Goal: Copy every row below word for word, leaving out the pictures.

(Point-based annotation data)

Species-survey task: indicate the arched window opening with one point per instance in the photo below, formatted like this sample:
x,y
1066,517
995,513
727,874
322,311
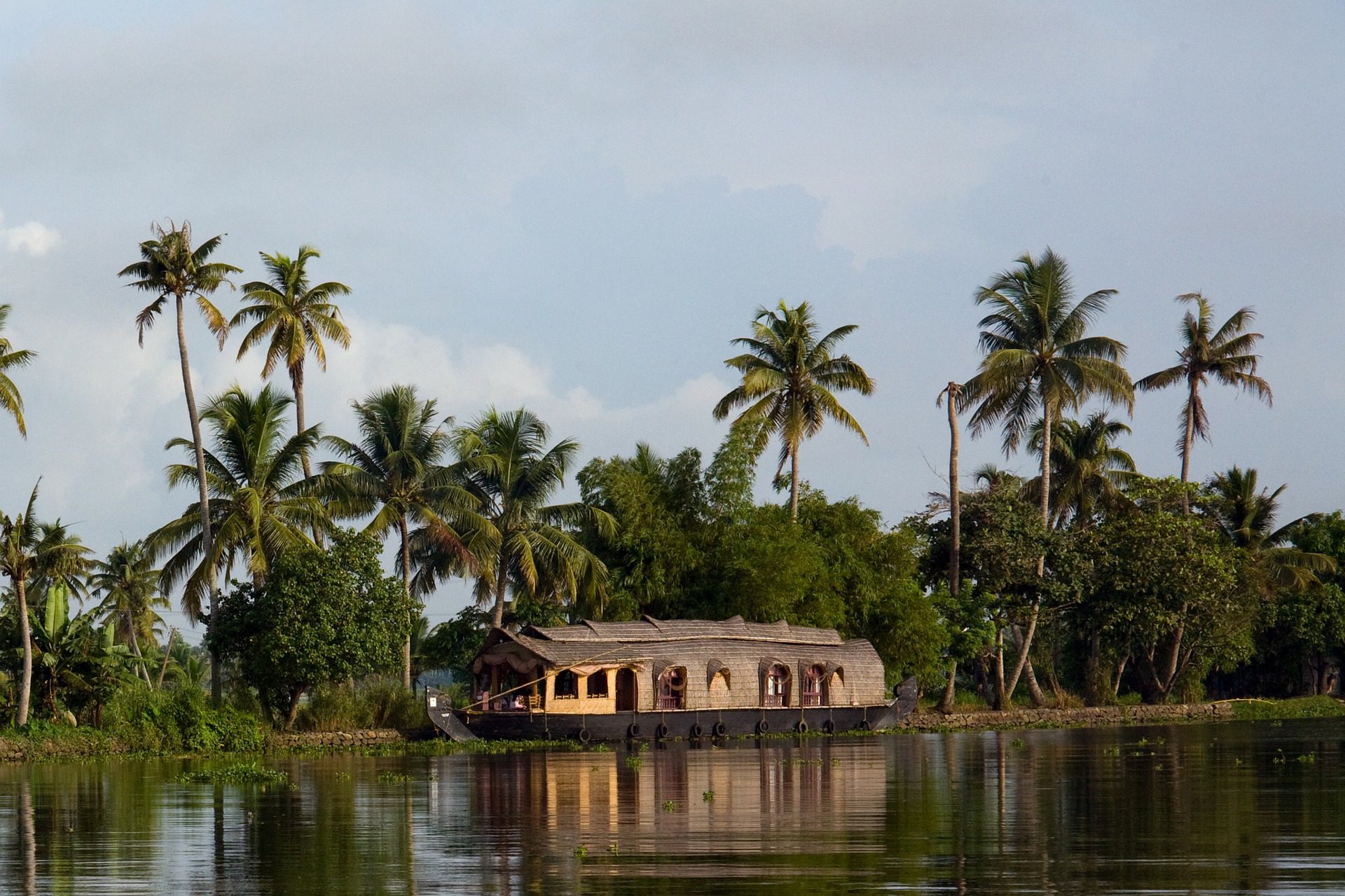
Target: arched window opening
x,y
672,688
776,687
567,685
814,687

The reply:
Species-survey task: indicate the arched window opening with one point per instance in the photo below, formatted like this sample:
x,y
1066,517
995,513
727,874
322,311
Target: arched window opening
x,y
672,688
776,687
567,685
814,687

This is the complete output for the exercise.